Oct 1947. Freddie C. Williams (1911-77) and Thomas Kilburn (1921-),
working under Newman at Manchester University, complete a new
type of digital memory (possibly from an original suggestion by Presper
Eckert), which comes to be called the Williams tube or CRT memory.
It uses the residual charges left on the screen of a CRT after the
electron beam has been fired at it; the bits are read by firing
another beam through them and reading the voltage at an electrode
beyond the screen, then rewriting. The technique is a little
unreliable, but is fast, and also relatively cheap because it can
use existing CRT designs; and it is much more compact than any other
memory existing at the time. A further advantage is that if the CRT
face is exposed to view, the values in the memory are visible!

1947. Frederick Viehe (?-1960), of Los Angeles, applies for a patent
on an invention which is to use magnetic core memory.

1947. Aiken predicts that the United States will need a total of six
electronic digital computers.

c.1947. The magnetic drum memory is independently invented by several
people, and the first examples are constructed.

(As noted below, some early machines will use drums as main memory
rather than secondary memory.)

Jan 1948. Wallace Eckert (1902-71, no relation to Presper Eckert)
of IBM, with his team, completes the "SSEC" ("Selective
Sequence Electronic Calculator"). This technological hybrid has
8 vacuum tube registers, 150 words of relay memory, and 66 paper
tape loops storing a total of 20,000 words. The word size is
20 digits, stored in BCD in the registers.

** Pointing dataset records **
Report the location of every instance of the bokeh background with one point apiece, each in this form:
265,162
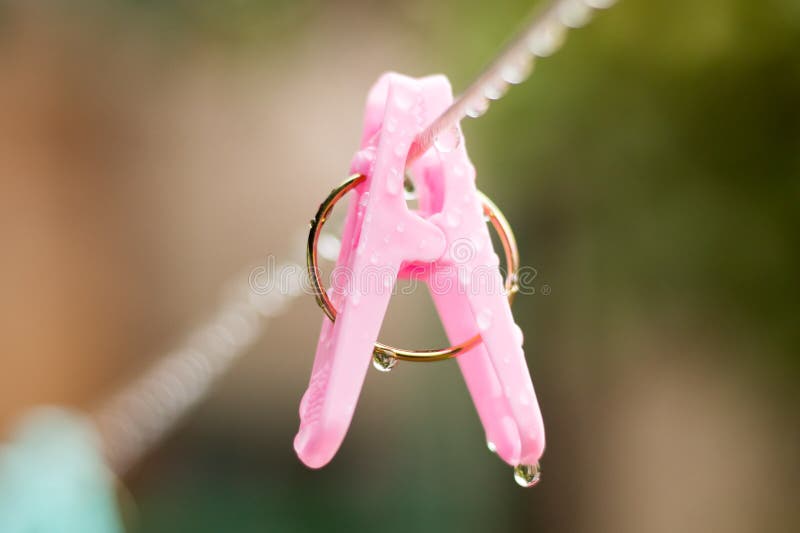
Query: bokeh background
651,169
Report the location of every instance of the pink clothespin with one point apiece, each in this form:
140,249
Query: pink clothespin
445,242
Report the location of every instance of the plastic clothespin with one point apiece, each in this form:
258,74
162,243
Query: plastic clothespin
446,242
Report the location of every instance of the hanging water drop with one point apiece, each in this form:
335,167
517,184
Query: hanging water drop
527,475
383,361
548,39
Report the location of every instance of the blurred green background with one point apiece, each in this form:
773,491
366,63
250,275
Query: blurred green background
650,170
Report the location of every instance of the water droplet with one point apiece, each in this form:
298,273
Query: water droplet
394,182
453,218
448,140
575,14
527,475
484,319
382,361
496,90
328,246
477,107
518,70
547,40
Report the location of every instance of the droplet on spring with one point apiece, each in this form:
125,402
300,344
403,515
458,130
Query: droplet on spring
328,246
548,39
448,140
383,362
527,475
575,14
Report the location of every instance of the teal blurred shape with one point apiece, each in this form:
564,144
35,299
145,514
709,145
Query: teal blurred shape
53,478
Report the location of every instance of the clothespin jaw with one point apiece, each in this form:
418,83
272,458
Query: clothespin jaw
380,234
446,241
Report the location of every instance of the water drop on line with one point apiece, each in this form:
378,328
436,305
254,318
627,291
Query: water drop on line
496,90
547,40
575,14
477,107
518,70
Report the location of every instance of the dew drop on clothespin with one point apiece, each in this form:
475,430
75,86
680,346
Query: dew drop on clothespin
383,361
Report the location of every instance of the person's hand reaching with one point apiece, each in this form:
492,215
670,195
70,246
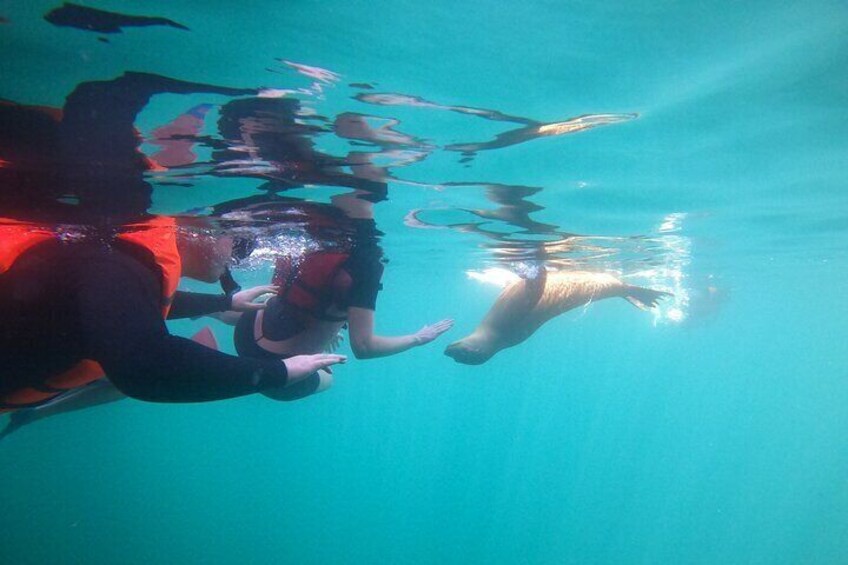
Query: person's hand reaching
431,332
301,366
243,301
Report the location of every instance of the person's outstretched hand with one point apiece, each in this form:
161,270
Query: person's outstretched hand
301,366
431,332
334,342
243,301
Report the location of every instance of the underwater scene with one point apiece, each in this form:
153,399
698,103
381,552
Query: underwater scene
424,283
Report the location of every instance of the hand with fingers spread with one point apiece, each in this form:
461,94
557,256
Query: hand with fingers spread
431,332
243,301
301,366
334,342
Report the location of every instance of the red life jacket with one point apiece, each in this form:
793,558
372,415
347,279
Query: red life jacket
309,283
157,235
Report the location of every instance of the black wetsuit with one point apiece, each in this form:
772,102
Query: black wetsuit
60,304
282,320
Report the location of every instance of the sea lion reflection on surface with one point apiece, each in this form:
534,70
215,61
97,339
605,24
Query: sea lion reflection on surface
528,303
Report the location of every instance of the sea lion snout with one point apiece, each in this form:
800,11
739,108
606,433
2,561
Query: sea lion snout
465,353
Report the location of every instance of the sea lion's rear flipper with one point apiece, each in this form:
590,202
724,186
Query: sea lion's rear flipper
643,298
206,337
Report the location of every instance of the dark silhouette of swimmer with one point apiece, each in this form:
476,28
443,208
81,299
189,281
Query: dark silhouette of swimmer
525,305
271,139
81,301
101,21
88,151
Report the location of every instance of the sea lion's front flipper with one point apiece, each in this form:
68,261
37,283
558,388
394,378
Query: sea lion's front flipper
644,298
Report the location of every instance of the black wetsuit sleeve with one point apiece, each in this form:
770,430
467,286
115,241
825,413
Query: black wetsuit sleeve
194,304
123,330
365,266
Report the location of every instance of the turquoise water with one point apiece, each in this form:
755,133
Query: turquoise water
712,432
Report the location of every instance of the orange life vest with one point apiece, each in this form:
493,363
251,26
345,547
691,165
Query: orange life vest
157,235
309,284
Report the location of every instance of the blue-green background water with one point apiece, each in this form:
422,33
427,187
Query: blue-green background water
607,437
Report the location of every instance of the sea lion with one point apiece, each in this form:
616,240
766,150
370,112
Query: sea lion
528,303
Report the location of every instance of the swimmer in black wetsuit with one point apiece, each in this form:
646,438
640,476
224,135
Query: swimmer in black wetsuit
322,292
65,303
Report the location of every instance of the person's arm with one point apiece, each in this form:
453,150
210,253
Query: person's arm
195,304
366,344
125,333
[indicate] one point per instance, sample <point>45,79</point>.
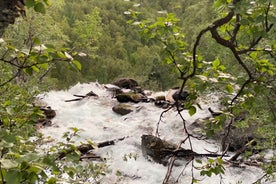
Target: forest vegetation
<point>161,44</point>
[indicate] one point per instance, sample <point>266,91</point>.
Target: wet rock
<point>130,97</point>
<point>126,83</point>
<point>43,123</point>
<point>180,97</point>
<point>122,109</point>
<point>48,112</point>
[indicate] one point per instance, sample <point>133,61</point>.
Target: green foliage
<point>213,166</point>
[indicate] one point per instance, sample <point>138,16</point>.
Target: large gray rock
<point>122,109</point>
<point>126,83</point>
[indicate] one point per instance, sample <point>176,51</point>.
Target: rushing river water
<point>99,123</point>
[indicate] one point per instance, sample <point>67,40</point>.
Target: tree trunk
<point>9,10</point>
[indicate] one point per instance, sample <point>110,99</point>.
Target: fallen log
<point>160,151</point>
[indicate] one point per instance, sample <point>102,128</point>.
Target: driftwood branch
<point>85,148</point>
<point>241,150</point>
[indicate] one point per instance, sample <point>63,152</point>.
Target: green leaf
<point>29,3</point>
<point>39,7</point>
<point>192,110</point>
<point>13,177</point>
<point>8,164</point>
<point>35,68</point>
<point>216,63</point>
<point>229,88</point>
<point>77,64</point>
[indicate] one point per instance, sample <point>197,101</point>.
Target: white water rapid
<point>99,123</point>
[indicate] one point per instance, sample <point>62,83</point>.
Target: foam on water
<point>95,116</point>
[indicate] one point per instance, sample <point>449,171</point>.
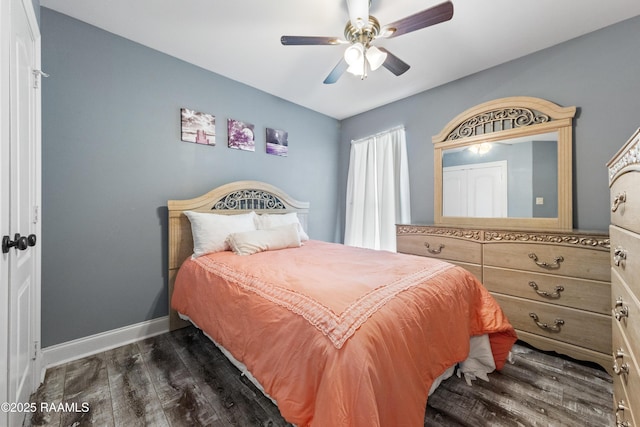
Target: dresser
<point>554,287</point>
<point>624,182</point>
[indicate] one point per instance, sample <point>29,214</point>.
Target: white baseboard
<point>93,344</point>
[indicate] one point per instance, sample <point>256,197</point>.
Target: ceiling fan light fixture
<point>354,54</point>
<point>375,57</point>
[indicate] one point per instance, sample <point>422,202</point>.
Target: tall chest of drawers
<point>624,182</point>
<point>553,286</point>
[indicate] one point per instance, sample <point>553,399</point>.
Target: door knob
<point>18,242</point>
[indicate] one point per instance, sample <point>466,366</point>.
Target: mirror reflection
<point>516,178</point>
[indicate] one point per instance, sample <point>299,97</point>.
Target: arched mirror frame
<point>502,119</point>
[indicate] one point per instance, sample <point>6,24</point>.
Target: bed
<point>334,335</point>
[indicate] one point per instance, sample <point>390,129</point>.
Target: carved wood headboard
<point>230,199</point>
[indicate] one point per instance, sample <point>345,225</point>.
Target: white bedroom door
<point>476,190</point>
<point>20,221</point>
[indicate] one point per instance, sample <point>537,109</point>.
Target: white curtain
<point>377,190</point>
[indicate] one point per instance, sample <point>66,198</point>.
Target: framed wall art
<point>277,142</point>
<point>241,135</point>
<point>198,127</point>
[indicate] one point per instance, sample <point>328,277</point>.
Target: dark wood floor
<point>182,379</point>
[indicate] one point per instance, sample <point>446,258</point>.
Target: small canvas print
<point>198,127</point>
<point>241,135</point>
<point>277,142</point>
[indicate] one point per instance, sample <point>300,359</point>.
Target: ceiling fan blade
<point>394,64</point>
<point>337,71</point>
<point>434,15</point>
<point>308,40</point>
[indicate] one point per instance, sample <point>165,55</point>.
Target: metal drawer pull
<point>434,251</point>
<point>620,369</point>
<point>620,311</point>
<point>618,200</point>
<point>555,294</point>
<point>619,255</point>
<point>556,262</point>
<point>556,323</point>
<point>621,407</point>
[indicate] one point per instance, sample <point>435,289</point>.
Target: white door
<point>475,190</point>
<point>20,246</point>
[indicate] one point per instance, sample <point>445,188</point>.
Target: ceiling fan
<point>362,30</point>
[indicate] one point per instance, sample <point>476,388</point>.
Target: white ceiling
<point>240,39</point>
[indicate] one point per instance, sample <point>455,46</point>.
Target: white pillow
<point>210,231</point>
<point>251,242</point>
<point>265,221</point>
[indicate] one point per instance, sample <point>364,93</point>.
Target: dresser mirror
<point>506,163</point>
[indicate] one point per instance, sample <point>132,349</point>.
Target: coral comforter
<point>341,336</point>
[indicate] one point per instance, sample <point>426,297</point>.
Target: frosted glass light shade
<point>375,57</point>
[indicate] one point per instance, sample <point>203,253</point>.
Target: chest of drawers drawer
<point>555,259</point>
<point>559,323</point>
<point>626,378</point>
<point>442,247</point>
<point>583,294</point>
<point>626,311</point>
<point>625,257</point>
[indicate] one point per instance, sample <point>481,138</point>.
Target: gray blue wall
<point>599,73</point>
<point>112,157</point>
<point>112,154</point>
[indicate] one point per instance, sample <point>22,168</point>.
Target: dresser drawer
<point>580,262</point>
<point>474,269</point>
<point>626,384</point>
<point>622,406</point>
<point>626,311</point>
<point>625,257</point>
<point>581,328</point>
<point>583,294</point>
<point>625,201</point>
<point>442,247</point>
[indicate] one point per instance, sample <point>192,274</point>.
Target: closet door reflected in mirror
<point>506,163</point>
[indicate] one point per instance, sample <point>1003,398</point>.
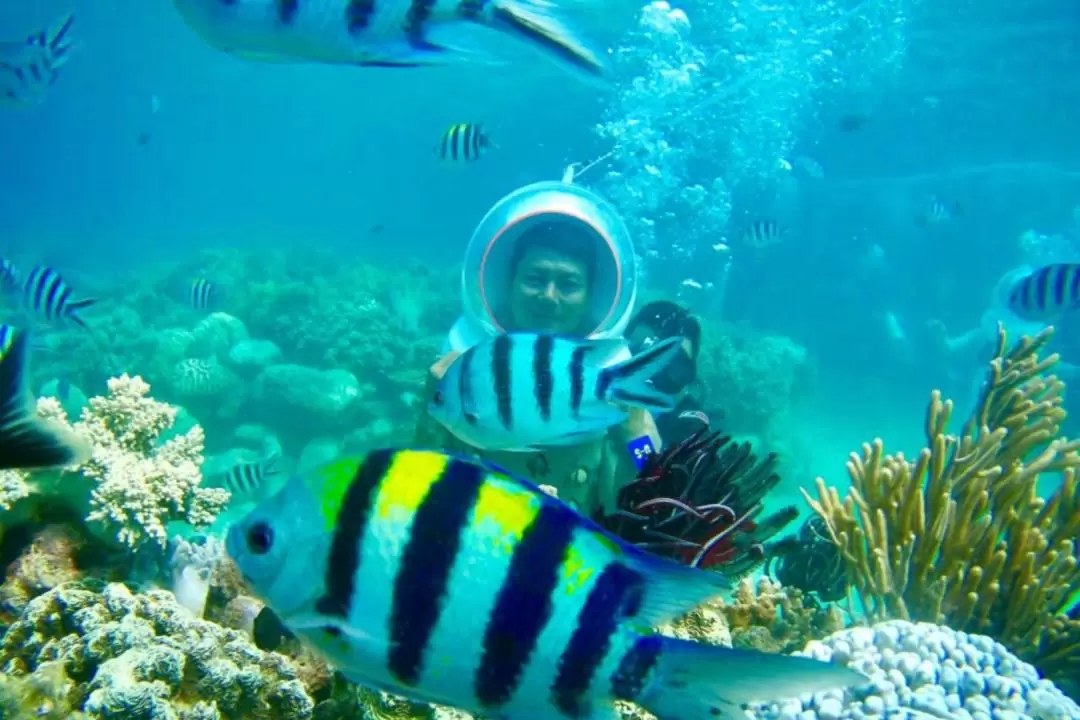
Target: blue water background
<point>255,155</point>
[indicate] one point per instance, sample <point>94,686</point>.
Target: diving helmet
<point>485,277</point>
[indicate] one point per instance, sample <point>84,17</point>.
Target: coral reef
<point>812,564</point>
<point>756,379</point>
<point>927,670</point>
<point>698,502</point>
<point>133,484</point>
<point>111,654</point>
<point>763,615</point>
<point>960,537</point>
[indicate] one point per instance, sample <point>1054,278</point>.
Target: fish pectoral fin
<point>26,439</point>
<point>461,42</point>
<point>676,588</point>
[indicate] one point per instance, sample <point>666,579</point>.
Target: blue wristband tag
<point>640,448</point>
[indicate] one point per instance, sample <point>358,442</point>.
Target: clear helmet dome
<point>570,211</point>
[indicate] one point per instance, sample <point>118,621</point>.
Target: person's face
<point>549,293</point>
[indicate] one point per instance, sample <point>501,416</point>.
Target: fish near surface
<point>387,32</point>
<point>446,581</point>
<point>29,68</point>
<point>525,391</point>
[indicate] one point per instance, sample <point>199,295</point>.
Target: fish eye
<point>259,539</point>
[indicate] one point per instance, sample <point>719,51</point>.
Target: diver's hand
<point>638,422</point>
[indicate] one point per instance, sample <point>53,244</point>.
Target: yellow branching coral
<point>960,537</point>
<point>136,483</point>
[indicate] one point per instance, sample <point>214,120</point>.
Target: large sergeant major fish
<point>383,32</point>
<point>1047,293</point>
<point>525,391</point>
<point>446,581</point>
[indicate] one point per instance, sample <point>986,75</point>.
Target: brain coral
<point>927,670</point>
<point>116,654</point>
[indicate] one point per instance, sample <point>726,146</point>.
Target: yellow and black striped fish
<point>447,581</point>
<point>463,143</point>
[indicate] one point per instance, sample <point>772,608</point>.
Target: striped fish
<point>402,34</point>
<point>936,212</point>
<point>26,440</point>
<point>7,337</point>
<point>1047,293</point>
<point>202,294</point>
<point>245,478</point>
<point>525,391</point>
<point>48,295</point>
<point>764,233</point>
<point>28,68</point>
<point>445,581</point>
<point>10,283</point>
<point>463,143</point>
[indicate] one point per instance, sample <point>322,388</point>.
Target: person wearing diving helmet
<point>550,257</point>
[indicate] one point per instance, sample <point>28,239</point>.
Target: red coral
<point>698,502</point>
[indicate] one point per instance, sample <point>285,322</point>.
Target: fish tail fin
<point>626,382</point>
<point>677,679</point>
<point>536,23</point>
<point>56,43</point>
<point>26,440</point>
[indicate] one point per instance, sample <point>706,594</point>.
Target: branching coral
<point>133,484</point>
<point>699,502</point>
<point>960,537</point>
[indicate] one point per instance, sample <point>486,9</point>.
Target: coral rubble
<point>959,537</point>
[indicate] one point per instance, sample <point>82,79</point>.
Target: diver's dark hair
<point>669,320</point>
<point>562,238</point>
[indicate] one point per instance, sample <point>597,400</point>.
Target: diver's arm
<point>619,469</point>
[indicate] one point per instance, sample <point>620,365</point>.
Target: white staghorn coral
<point>142,484</point>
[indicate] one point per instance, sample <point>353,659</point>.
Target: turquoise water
<point>312,198</point>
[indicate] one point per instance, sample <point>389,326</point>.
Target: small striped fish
<point>28,68</point>
<point>445,581</point>
<point>26,440</point>
<point>48,295</point>
<point>7,337</point>
<point>245,478</point>
<point>936,212</point>
<point>1047,291</point>
<point>763,233</point>
<point>524,391</point>
<point>463,143</point>
<point>202,294</point>
<point>10,283</point>
<point>403,34</point>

** Task instructions **
Copy out the entire computing timeline word for word. Rely on the computing timeline alone for your answers.

** Output for this exercise **
Oct 1947. Freddie C. Williams (1911-77) and Thomas Kilburn (1921-),
working under Newman at Manchester University, complete a new
type of digital memory (possibly from an original suggestion by Presper
Eckert), which comes to be called the Williams tube or CRT memory.
It uses the residual charges left on the screen of a CRT after the
electron beam has been fired at it; the bits are read by firing
another beam through them and reading the voltage at an electrode
beyond the screen, then rewriting. The technique is a little
unreliable, but is fast, and also relatively cheap because it can
use existing CRT designs; and it is much more compact than any other
memory existing at the time. A further advantage is that if the CRT
face is exposed to view, the values in the memory are visible!

1947. Frederick Viehe (?-1960), of Los Angeles, applies for a patent
on an invention which is to use magnetic core memory.

1947. Aiken predicts that the United States will need a total of six
electronic digital computers.

c.1947. The magnetic drum memory is independently invented by several
people, and the first examples are constructed.

(As noted below, some early machines will use drums as main memory
rather than secondary memory.)

Jan 1948. Wallace Eckert (1902-71, no relation to Presper Eckert)
of IBM, with his team, completes the "SSEC" ("Selective
Sequence Electronic Calculator"). This technological hybrid has
8 vacuum tube registers, 150 words of relay memory, and 66 paper
tape loops storing a total of 20,000 words. The word size is
20 digits, stored in BCD in the registers.